[Dataset excerpts on object pointing]
- - -
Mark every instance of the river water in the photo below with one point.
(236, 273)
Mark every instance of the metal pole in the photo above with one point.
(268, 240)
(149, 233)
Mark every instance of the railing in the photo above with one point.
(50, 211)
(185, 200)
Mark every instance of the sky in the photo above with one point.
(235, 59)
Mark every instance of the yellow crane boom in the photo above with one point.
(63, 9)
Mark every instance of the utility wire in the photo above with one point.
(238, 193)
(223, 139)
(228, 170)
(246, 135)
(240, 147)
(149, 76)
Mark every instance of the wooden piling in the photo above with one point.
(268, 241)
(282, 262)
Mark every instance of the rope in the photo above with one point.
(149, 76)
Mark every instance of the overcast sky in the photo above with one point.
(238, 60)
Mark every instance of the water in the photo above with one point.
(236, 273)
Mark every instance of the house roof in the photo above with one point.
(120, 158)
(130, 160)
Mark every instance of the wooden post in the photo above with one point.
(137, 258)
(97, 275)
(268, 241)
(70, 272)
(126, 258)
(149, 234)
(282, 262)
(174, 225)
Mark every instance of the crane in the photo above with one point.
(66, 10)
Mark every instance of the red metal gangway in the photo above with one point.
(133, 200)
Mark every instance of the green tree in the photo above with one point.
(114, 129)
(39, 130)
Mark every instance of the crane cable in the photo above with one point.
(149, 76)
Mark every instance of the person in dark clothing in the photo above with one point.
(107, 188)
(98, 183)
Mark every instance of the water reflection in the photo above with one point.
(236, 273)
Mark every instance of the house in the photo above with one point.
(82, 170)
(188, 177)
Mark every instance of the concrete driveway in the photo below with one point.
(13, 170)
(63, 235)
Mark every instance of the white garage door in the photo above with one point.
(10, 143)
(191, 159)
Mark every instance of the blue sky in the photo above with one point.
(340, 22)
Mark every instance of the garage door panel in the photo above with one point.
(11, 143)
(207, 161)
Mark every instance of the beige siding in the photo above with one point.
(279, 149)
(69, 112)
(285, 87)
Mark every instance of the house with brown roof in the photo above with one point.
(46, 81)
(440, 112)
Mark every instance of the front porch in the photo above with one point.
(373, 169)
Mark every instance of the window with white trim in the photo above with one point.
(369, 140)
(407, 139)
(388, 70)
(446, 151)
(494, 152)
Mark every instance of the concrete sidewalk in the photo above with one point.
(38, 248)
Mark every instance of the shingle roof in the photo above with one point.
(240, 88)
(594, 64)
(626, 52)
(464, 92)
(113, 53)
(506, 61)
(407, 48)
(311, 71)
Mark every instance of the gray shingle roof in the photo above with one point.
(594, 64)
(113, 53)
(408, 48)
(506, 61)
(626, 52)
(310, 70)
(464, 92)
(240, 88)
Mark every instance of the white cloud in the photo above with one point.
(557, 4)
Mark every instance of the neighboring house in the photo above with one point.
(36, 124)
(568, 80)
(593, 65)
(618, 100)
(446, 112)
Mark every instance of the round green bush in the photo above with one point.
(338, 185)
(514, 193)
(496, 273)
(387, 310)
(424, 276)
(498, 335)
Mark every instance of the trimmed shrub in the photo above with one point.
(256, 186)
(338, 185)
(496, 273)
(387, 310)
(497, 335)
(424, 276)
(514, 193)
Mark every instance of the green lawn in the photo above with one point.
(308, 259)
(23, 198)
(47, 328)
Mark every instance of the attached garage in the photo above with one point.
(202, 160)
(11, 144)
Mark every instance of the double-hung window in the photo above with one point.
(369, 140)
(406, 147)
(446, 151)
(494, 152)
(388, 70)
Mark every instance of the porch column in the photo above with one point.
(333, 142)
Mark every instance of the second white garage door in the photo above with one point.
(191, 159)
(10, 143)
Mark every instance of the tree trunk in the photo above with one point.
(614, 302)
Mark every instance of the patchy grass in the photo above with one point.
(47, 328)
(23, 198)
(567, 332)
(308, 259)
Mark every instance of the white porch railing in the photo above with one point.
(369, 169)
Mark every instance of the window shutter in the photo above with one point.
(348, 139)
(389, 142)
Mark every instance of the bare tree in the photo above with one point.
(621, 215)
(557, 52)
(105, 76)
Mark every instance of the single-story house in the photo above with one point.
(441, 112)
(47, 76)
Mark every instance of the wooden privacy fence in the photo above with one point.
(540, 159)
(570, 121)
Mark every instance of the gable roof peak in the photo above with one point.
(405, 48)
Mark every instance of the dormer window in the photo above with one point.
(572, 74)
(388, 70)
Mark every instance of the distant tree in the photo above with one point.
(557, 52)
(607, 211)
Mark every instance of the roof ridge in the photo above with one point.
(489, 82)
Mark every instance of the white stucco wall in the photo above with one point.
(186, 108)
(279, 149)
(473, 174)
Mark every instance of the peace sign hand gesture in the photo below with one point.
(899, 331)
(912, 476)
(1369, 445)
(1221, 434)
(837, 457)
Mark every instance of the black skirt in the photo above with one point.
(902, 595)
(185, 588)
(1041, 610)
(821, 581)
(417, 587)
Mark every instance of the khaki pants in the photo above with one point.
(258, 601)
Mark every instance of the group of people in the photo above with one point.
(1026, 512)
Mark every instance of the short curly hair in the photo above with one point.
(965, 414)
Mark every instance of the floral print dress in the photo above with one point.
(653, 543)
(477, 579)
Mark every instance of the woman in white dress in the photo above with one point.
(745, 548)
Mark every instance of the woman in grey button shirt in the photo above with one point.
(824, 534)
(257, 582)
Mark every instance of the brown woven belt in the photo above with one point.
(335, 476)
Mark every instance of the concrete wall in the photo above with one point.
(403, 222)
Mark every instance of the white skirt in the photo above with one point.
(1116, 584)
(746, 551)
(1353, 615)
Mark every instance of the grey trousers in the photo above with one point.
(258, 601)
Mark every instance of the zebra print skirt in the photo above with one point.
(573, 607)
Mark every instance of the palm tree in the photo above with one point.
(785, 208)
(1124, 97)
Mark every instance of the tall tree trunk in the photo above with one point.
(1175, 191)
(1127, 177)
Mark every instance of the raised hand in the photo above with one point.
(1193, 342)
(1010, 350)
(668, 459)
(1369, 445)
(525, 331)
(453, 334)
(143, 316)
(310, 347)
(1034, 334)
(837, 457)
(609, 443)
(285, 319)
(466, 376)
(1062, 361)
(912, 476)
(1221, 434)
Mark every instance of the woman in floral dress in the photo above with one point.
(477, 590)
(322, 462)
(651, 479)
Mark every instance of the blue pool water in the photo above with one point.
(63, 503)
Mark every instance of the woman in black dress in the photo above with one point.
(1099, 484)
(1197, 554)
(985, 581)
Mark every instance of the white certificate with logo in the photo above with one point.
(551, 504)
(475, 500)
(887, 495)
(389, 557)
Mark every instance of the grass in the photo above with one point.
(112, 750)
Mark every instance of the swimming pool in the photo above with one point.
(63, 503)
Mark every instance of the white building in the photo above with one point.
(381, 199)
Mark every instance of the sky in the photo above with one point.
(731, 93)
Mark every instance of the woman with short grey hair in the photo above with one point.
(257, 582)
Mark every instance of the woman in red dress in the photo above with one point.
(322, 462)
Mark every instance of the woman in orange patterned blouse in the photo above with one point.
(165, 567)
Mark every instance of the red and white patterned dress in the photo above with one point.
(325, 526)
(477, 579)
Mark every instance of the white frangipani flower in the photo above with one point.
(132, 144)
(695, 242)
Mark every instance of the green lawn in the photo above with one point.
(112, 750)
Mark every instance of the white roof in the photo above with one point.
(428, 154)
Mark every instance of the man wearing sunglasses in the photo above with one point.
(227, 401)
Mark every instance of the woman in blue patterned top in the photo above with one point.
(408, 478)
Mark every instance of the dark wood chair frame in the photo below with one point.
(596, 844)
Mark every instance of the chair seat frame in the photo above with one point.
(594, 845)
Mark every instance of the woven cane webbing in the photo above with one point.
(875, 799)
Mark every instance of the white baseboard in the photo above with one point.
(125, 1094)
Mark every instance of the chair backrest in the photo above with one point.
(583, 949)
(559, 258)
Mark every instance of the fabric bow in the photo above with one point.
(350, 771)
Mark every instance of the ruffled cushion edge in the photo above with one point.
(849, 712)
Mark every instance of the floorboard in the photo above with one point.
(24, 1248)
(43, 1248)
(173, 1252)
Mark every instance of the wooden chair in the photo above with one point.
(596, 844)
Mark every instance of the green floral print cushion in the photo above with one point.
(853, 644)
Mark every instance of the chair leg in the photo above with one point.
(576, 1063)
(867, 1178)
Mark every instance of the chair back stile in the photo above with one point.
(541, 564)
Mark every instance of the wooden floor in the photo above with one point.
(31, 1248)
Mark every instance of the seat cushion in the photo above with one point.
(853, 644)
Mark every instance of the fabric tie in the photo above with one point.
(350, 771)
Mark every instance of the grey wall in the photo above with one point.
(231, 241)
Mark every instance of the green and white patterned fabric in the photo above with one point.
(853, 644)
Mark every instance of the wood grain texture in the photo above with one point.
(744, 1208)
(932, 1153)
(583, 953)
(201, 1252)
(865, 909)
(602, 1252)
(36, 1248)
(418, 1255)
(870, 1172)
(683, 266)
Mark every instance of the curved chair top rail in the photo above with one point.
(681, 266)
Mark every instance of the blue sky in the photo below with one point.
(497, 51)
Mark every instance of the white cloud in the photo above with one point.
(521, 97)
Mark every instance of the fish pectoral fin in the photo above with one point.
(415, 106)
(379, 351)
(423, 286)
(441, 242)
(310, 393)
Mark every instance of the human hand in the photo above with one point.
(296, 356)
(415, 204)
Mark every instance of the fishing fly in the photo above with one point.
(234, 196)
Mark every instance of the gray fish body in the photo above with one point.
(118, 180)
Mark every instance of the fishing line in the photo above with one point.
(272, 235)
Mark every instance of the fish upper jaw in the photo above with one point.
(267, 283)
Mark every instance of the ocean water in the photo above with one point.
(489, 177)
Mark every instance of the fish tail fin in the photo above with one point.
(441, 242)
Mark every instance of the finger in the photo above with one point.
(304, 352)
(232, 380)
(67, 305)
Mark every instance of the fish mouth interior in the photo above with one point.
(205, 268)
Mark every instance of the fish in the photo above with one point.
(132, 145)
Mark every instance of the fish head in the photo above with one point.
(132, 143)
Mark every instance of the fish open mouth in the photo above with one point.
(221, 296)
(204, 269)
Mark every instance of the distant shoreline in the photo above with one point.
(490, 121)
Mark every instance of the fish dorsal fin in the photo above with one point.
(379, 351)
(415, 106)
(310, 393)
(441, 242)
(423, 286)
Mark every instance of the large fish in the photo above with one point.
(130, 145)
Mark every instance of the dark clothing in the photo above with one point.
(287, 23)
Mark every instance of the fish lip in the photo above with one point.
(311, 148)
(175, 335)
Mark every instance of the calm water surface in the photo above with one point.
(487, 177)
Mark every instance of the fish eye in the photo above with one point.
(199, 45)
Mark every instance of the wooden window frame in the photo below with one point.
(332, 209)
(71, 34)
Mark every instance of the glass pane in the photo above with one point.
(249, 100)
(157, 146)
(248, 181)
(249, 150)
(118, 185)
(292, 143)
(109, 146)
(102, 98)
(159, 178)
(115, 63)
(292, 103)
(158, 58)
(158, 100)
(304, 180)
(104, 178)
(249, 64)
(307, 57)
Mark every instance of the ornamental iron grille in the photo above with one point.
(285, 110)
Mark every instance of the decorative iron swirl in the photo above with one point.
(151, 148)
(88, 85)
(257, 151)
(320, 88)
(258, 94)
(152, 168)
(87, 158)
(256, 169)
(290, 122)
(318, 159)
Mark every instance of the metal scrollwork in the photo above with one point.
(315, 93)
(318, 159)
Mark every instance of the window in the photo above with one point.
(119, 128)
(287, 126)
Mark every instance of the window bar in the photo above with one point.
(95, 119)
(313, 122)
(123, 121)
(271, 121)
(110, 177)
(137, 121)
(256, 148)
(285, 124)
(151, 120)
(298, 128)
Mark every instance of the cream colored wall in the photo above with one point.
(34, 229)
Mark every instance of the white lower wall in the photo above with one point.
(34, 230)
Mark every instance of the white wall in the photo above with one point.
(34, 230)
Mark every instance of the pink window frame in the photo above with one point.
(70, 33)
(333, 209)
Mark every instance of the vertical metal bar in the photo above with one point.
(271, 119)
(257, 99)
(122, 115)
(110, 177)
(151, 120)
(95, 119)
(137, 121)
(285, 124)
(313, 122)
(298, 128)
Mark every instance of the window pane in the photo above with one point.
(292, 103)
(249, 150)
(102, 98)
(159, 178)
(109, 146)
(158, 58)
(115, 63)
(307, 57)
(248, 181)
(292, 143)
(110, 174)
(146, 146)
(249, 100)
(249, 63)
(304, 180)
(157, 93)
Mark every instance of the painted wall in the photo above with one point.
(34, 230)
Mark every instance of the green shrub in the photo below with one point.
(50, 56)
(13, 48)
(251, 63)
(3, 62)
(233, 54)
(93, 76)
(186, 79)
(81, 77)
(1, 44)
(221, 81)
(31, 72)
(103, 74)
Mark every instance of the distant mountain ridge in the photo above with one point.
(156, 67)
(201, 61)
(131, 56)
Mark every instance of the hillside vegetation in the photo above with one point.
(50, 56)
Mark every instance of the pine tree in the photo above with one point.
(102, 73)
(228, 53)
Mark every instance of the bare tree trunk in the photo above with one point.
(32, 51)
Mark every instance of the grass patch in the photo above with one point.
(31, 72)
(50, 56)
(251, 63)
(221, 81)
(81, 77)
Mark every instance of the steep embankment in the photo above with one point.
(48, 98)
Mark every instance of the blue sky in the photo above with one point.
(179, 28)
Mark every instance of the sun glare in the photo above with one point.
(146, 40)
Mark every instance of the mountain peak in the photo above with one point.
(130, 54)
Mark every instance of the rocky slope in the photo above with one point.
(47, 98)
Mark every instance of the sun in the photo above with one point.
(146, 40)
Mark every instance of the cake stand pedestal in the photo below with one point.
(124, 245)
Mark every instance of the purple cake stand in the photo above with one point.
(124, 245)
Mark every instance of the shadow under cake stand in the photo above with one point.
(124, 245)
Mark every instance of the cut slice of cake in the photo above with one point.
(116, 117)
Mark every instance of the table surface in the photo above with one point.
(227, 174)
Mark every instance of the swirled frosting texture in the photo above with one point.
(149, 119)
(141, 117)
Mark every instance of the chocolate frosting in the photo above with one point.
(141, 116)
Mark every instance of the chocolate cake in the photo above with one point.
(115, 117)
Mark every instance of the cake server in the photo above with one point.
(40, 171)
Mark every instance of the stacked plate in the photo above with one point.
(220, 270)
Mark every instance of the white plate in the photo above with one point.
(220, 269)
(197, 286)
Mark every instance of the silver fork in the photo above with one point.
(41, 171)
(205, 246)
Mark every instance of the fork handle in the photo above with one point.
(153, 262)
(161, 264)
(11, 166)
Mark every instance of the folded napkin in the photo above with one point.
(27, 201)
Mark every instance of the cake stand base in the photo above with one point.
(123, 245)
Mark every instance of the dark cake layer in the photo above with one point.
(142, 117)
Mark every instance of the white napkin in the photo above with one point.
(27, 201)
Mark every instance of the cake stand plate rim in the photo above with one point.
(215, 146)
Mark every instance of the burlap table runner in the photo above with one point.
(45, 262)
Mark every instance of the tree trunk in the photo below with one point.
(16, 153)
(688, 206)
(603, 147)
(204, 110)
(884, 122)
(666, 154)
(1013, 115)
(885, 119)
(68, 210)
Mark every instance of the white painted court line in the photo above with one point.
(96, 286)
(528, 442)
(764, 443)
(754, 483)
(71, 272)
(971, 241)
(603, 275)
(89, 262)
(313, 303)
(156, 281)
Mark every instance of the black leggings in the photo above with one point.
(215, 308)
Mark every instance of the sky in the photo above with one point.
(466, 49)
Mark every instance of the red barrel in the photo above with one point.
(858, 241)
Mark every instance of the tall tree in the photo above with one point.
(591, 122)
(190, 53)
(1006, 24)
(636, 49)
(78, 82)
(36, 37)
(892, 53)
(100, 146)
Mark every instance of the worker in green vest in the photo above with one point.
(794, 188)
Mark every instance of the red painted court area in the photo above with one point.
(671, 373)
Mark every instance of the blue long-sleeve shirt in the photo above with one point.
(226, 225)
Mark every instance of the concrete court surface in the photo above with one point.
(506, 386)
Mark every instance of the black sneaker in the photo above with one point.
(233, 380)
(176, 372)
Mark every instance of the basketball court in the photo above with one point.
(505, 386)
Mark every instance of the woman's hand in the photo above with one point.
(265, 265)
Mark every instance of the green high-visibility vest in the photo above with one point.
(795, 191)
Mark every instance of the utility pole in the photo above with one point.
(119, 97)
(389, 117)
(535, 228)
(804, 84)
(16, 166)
- - -
**EXERCISE INSTRUCTIONS**
Nothing outside the span should appear: transcribe the lines from the one containing "Mark every instance of the cake stand base" through the last line of the records.

**TASK ANSWER**
Mark every instance of the cake stand base in the photo above with one point.
(123, 245)
Mark every instance of the dark cake layer in the photo above with one point.
(142, 117)
Mark every instance of the white napkin in the photo above with one point.
(27, 201)
Mark every instance of the cake stand plate rim in the photo above with one point.
(215, 146)
Mark every instance of the burlap table runner in the photo above with one point.
(45, 262)
Mark every instance of the tree trunk in the photo below with one point.
(16, 153)
(688, 206)
(603, 147)
(204, 110)
(884, 122)
(666, 154)
(1013, 115)
(885, 119)
(68, 210)
Mark every instance of the white painted court line in the photo above with one point.
(96, 286)
(528, 442)
(764, 443)
(754, 483)
(71, 272)
(971, 241)
(603, 275)
(89, 262)
(313, 303)
(156, 281)
Mark every instance of the black leggings in the photo above with one point.
(215, 308)
Mark every instance of the sky in the photo above with one point.
(466, 49)
Mark every instance of the red barrel in the photo above with one point.
(858, 241)
Mark every instance of the tall tree in the photo above with one point.
(591, 122)
(190, 53)
(1006, 24)
(636, 49)
(78, 82)
(36, 37)
(892, 53)
(100, 146)
Mark every instance of the worker in green vest in the photo above with one point.
(794, 188)
Mark every instance of the red painted court area in the photo above with one point.
(671, 373)
Mark every instance of the blue long-sleeve shirt in the photo above with one point.
(226, 225)
Mark every instance of the concrete court surface in the photo above with one point.
(506, 386)
Mark every instance of the black sneaker in the photo above with one point.
(233, 380)
(176, 372)
Mark every instance of the basketball court in the photo above with one point.
(505, 386)
Mark every instance of the woman's hand in the photo above with one point.
(265, 265)
Mark every instance of the green high-visibility vest in the photo above with one point.
(795, 191)
Mark every instance of the utility pole in the photo above with one point.
(119, 97)
(389, 117)
(535, 228)
(804, 84)
(16, 166)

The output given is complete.